### DOCUMENT EXTRACT
--------------------

### Three-Factor Nominal Term Structure Model

This is a no-arbitrage dynamic term structure model, implemented as in Kim and Wright^{1} using the methodology of Kim and Orphanides^{2}. The underlying model is the standard affine Gaussian model with three factors that are “latent” (i.e., the factors are defined only statistically and do not have a specific economic meaning). The model is parameterized in a maximally flexible way (i.e., it is the most general model of its kind with three factors that are econometrically identified). In the estimation of the parameters of the model, data on survey forecasts of 3-month Treasury bill (T-bill) rate are used in addition to yields data in order to help address the small sample problems that often pervade econometric estimation with persistent time series like bond yields.

A dynamic term structure model, like the one implemented here, can be used to extract market expectations of the future path of the short rate, term premiums in bond yields, etc. Of course, if the so-called expectations hypothesis were to hold, the instantaneous forward rate curve (or, more accurately, the futures rate curve) would equal the expected path of the short rate, the term premium would be zero, and there would be no need for complicated modeling to read off market expectations about the path of the short rate. While market participants have often used forward/futures rate as the expected future short rate, especially for relatively short horizons, many observers doubt that longer-horizon forward rates, which fluctuate a lot, adequately represent the movements of long-horizon expectations. Indeed, a large body of empirical literature has documented the failure of the expectations hypothesis. Dynamic term structure models operationalize the idea that bond yields embed premiums for interest rate risk (which could be positive or negative), and can be viewed as modeling the departures from the expectations hypothesis while still maintaining certain sensible assumptions about the behaviors of yields and term premiums (e.g., that these are smooth functions of time-to-maturity).

--------------------

### DATA EXCERPT
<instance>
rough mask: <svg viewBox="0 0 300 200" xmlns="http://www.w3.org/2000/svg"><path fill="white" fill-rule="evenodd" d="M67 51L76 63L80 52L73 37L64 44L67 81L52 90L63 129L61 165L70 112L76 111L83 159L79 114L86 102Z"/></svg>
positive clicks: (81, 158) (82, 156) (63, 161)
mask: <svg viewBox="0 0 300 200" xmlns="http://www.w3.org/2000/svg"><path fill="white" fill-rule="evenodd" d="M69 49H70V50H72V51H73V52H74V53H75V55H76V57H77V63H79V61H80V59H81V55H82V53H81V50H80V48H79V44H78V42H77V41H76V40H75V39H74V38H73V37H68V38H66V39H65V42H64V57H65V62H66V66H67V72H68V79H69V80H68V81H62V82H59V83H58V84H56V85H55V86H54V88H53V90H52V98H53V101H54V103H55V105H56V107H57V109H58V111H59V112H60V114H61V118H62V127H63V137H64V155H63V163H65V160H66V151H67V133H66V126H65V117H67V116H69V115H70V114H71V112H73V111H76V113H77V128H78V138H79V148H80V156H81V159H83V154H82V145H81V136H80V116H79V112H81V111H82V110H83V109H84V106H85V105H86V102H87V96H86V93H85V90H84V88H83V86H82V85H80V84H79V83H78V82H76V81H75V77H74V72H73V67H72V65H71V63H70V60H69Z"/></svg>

--------------------

### TASK REQUIREMENTS
1) From the term structure passage, repeat word for word the part from "### Three-Factor Nominal" to "like bond yields.".
2) Answer these questions using the term structure passage:
(a) How many latent factors does the underlying model have?
(b) Survey forecasts of which rate are used in estimating the model's parameters?
(c) If the expectations hypothesis held, what would the term premium be?
The listing is separate material from the term structure passage.

### TASK ANSWERS
1)
### Three-Factor Nominal Term Structure Model

This is a no-arbitrage dynamic term structure model, implemented as in Kim and Wright^{1} using the methodology of Kim and Orphanides^{2}. The underlying model is the standard affine Gaussian model with three factors that are “latent” (i.e., the factors are defined only statistically and do not have a specific economic meaning). The model is parameterized in a maximally flexible way (i.e., it is the most general model of its kind with three factors that are econometrically identified). In the estimation of the parameters of the model, data on survey forecasts of 3-month Treasury bill (T-bill) rate are used in addition to yields data in order to help address the small sample problems that often pervade econometric estimation with persistent time series like bond yields.

2)
(a) Three.
(b) The 3-month Treasury bill (T-bill) rate.
(c) Zero.